Start of Extract
A concurrent neuro-fuzzy inference system for screening the ecological risk in rivers.

PURPOSE

A conceptual model to assess water quality in river basins was developed here. The model was based on ecological risk assessment principles, and incorporated a novel ranking and scoring system, based on self-organizing maps, to account for the likely ecological hazards posed by the presence of chemical substances in freshwater. This approach was used to study the chemical pollution in the Ebro River basin (Spain), whose currently applied environmental indices must be revised in terms of scientific accuracy.

METHODS

Ecological hazard indexes for chemical substances were calculated by pattern recognition of persistence, bioaccumulation, and toxicity properties. A fuzzy inference system was proposed to compute ecological risk points (ERP), which are a combination of the ecological hazard to aquatic sensitive organisms and environmental concentrations. By aggregating ERP, changes in water quality over time were estimated.

RESULTS

The proposed concurrent neuro-fuzzy model was applied to a comprehensive dataset of the network controlling the levels of dangerous substances, such as metals, pesticides, and polycyclic aromatic hydrocarbons, in the Ebro river basin. The approach was verified by comparison versus biological monitoring. The results showed that water quality in the Ebro river basin is affected by presence of micro-pollutants.

CONCLUSIONS

The ERP approach is suitable to analyze overall trends of potential threats to freshwater ecosystems by anticipating the likely impacts from multiple substances, although it does not account for synergies among pollutants. Anyhow, the model produces a convenient indicator to search for pollutant levels of concern.
End of Extract
Start of Record extracts
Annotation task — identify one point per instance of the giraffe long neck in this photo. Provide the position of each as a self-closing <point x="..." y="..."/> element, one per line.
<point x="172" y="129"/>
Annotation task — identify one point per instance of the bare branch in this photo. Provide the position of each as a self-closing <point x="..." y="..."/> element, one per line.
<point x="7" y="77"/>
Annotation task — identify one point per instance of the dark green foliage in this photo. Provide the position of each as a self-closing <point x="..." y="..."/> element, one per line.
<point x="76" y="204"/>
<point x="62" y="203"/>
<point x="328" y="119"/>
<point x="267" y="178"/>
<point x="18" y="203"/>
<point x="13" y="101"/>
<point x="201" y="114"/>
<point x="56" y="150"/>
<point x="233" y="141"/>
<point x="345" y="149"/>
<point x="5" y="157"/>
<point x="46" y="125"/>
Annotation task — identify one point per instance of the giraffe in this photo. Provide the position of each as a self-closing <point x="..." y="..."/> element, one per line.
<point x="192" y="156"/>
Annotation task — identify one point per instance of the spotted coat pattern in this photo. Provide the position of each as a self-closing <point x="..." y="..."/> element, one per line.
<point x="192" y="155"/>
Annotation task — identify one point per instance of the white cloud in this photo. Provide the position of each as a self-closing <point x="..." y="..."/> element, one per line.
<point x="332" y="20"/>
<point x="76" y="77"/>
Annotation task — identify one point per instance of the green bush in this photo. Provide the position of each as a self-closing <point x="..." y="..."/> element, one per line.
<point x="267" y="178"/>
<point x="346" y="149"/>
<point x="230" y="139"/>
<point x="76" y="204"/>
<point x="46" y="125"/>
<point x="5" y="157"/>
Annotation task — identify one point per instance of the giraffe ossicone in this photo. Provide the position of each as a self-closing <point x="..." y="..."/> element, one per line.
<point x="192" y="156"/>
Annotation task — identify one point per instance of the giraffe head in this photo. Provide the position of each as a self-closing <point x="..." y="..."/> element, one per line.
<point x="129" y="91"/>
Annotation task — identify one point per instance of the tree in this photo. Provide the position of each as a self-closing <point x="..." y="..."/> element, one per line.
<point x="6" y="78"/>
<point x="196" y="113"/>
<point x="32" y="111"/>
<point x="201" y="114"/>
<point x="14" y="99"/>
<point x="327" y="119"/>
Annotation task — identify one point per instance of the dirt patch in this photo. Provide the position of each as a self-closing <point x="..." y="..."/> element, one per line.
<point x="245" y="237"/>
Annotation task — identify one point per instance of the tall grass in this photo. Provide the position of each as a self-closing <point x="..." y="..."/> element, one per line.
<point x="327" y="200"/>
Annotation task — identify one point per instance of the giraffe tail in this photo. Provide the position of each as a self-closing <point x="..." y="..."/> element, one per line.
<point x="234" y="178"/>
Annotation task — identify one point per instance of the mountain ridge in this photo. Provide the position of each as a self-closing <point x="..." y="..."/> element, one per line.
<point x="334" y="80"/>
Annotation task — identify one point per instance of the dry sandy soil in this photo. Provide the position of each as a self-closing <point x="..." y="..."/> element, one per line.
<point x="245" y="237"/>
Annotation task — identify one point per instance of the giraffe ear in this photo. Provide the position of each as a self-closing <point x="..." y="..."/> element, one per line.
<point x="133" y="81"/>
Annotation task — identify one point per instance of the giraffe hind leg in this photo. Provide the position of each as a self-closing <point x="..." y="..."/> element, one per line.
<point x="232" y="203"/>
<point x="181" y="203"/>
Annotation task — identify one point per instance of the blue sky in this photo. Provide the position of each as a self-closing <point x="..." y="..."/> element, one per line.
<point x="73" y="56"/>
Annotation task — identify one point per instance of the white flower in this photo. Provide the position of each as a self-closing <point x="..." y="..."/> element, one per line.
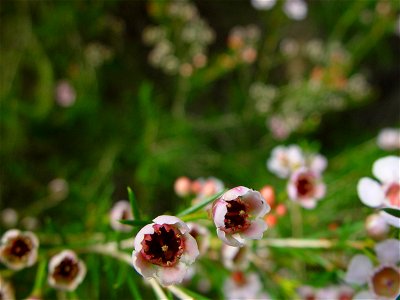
<point x="383" y="280"/>
<point x="66" y="271"/>
<point x="295" y="9"/>
<point x="238" y="215"/>
<point x="306" y="188"/>
<point x="6" y="290"/>
<point x="164" y="250"/>
<point x="242" y="286"/>
<point x="284" y="160"/>
<point x="235" y="258"/>
<point x="121" y="211"/>
<point x="385" y="193"/>
<point x="263" y="4"/>
<point x="389" y="139"/>
<point x="18" y="249"/>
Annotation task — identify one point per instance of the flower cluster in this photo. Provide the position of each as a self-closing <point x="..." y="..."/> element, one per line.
<point x="191" y="32"/>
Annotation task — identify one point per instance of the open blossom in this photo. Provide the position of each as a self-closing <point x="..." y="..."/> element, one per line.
<point x="383" y="280"/>
<point x="284" y="160"/>
<point x="306" y="188"/>
<point x="386" y="192"/>
<point x="202" y="236"/>
<point x="389" y="139"/>
<point x="18" y="249"/>
<point x="121" y="211"/>
<point x="235" y="258"/>
<point x="164" y="250"/>
<point x="238" y="215"/>
<point x="66" y="271"/>
<point x="6" y="290"/>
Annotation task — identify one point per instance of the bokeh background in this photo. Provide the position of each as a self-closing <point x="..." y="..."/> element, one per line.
<point x="110" y="94"/>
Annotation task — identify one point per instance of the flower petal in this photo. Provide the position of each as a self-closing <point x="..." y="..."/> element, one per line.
<point x="359" y="270"/>
<point x="229" y="239"/>
<point x="257" y="204"/>
<point x="387" y="169"/>
<point x="191" y="249"/>
<point x="388" y="251"/>
<point x="148" y="229"/>
<point x="172" y="275"/>
<point x="232" y="194"/>
<point x="370" y="192"/>
<point x="256" y="230"/>
<point x="143" y="267"/>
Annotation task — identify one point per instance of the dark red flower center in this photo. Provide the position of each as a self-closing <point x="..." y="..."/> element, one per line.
<point x="66" y="270"/>
<point x="305" y="185"/>
<point x="393" y="194"/>
<point x="237" y="217"/>
<point x="386" y="282"/>
<point x="19" y="247"/>
<point x="164" y="247"/>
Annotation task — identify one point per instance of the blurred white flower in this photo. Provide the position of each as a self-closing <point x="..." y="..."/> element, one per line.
<point x="65" y="94"/>
<point x="9" y="217"/>
<point x="284" y="160"/>
<point x="389" y="139"/>
<point x="164" y="250"/>
<point x="66" y="271"/>
<point x="263" y="4"/>
<point x="386" y="192"/>
<point x="306" y="188"/>
<point x="121" y="210"/>
<point x="295" y="9"/>
<point x="384" y="279"/>
<point x="6" y="290"/>
<point x="18" y="249"/>
<point x="238" y="215"/>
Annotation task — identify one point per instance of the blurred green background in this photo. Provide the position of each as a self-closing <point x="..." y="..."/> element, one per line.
<point x="142" y="123"/>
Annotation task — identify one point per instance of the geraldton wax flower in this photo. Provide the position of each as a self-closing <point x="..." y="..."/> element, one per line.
<point x="66" y="271"/>
<point x="18" y="249"/>
<point x="238" y="215"/>
<point x="164" y="250"/>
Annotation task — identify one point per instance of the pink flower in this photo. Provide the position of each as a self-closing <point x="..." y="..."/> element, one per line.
<point x="383" y="280"/>
<point x="306" y="188"/>
<point x="18" y="249"/>
<point x="164" y="250"/>
<point x="385" y="193"/>
<point x="182" y="186"/>
<point x="238" y="215"/>
<point x="121" y="211"/>
<point x="66" y="271"/>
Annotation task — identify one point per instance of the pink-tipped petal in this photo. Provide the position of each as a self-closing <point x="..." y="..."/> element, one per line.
<point x="191" y="250"/>
<point x="232" y="194"/>
<point x="229" y="239"/>
<point x="144" y="268"/>
<point x="172" y="275"/>
<point x="370" y="192"/>
<point x="387" y="169"/>
<point x="257" y="205"/>
<point x="219" y="212"/>
<point x="148" y="229"/>
<point x="256" y="230"/>
<point x="388" y="251"/>
<point x="359" y="270"/>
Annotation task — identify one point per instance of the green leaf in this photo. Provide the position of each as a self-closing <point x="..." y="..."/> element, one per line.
<point x="392" y="211"/>
<point x="135" y="222"/>
<point x="132" y="200"/>
<point x="200" y="205"/>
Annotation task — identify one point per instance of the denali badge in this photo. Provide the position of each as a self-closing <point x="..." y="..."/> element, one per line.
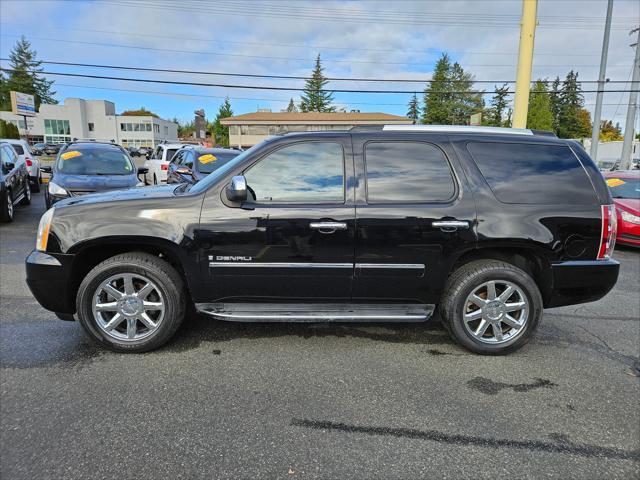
<point x="225" y="258"/>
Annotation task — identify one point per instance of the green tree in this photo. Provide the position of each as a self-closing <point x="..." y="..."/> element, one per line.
<point x="292" y="106"/>
<point x="414" y="109"/>
<point x="314" y="97"/>
<point x="449" y="97"/>
<point x="572" y="121"/>
<point x="25" y="76"/>
<point x="8" y="130"/>
<point x="555" y="98"/>
<point x="610" y="132"/>
<point x="220" y="131"/>
<point x="493" y="116"/>
<point x="539" y="115"/>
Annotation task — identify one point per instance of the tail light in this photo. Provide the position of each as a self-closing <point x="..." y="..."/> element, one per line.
<point x="609" y="231"/>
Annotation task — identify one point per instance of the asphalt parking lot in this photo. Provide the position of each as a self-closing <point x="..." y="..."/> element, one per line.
<point x="227" y="400"/>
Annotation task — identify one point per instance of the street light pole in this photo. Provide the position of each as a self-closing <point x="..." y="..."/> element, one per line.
<point x="525" y="61"/>
<point x="629" y="127"/>
<point x="595" y="132"/>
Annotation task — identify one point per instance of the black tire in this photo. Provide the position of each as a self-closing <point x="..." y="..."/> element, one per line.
<point x="35" y="186"/>
<point x="26" y="200"/>
<point x="157" y="270"/>
<point x="465" y="280"/>
<point x="6" y="212"/>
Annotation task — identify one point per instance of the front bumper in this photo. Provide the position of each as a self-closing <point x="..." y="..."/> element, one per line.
<point x="581" y="281"/>
<point x="49" y="279"/>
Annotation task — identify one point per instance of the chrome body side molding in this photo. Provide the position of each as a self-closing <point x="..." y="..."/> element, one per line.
<point x="316" y="312"/>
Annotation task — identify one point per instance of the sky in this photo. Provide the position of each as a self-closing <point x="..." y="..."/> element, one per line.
<point x="392" y="39"/>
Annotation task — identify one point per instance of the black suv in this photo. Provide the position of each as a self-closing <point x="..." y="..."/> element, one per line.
<point x="487" y="225"/>
<point x="14" y="182"/>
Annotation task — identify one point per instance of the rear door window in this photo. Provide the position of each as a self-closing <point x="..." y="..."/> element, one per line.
<point x="407" y="172"/>
<point x="533" y="173"/>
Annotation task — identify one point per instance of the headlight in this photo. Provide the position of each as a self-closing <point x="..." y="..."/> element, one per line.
<point x="43" y="230"/>
<point x="55" y="189"/>
<point x="629" y="217"/>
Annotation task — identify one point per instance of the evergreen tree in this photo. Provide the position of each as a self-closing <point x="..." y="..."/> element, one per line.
<point x="499" y="103"/>
<point x="609" y="132"/>
<point x="539" y="115"/>
<point x="25" y="76"/>
<point x="572" y="122"/>
<point x="448" y="98"/>
<point x="315" y="98"/>
<point x="292" y="106"/>
<point x="220" y="131"/>
<point x="414" y="109"/>
<point x="555" y="102"/>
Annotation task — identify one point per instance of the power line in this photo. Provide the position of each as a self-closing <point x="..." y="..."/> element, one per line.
<point x="290" y="77"/>
<point x="262" y="87"/>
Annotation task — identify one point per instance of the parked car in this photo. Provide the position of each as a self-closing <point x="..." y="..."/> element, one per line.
<point x="144" y="151"/>
<point x="488" y="225"/>
<point x="625" y="190"/>
<point x="192" y="164"/>
<point x="90" y="167"/>
<point x="52" y="148"/>
<point x="38" y="148"/>
<point x="14" y="182"/>
<point x="158" y="163"/>
<point x="33" y="164"/>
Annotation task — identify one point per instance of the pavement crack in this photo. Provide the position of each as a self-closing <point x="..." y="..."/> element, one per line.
<point x="562" y="444"/>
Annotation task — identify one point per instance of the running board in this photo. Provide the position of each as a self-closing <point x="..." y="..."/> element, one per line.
<point x="316" y="312"/>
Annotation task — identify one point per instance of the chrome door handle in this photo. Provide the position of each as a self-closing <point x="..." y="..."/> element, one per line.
<point x="450" y="224"/>
<point x="328" y="226"/>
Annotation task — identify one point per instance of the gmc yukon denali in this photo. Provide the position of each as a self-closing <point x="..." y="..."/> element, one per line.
<point x="488" y="226"/>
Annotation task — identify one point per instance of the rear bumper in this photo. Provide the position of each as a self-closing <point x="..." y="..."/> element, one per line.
<point x="49" y="279"/>
<point x="582" y="281"/>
End of Record extracts
*Exercise set:*
1. In the abstract on river ecological risk, reproduce the stretch from "A conceptual model" through "of scientific accuracy." word for word.
2. For each statement, say yes or no depending on whether the abstract on river ecological risk supports it, and quote the words of the abstract that decide it. (a) The study examined chemical pollution in a river basin in Spain. (b) The ecological risk points approach accounts for synergies among pollutants. (c) The approach was checked against biological monitoring.

*Answer list:*
1.
A conceptual model to assess water quality in river basins was developed here. The model was based on ecological risk assessment principles, and incorporated a novel ranking and scoring system, based on self-organizing maps, to account for the likely ecological hazards posed by the presence of chemical substances in freshwater. This approach was used to study the chemical pollution in the Ebro River basin (Spain), whose currently applied environmental indices must be revised in terms of scientific accuracy.

2.
(a) Yes: "This approach was used to study the chemical pollution in the Ebro River basin (Spain)."
(b) No: "although it does not account for synergies among pollutants."
(c) Yes: "The approach was verified by comparison versus biological monitoring."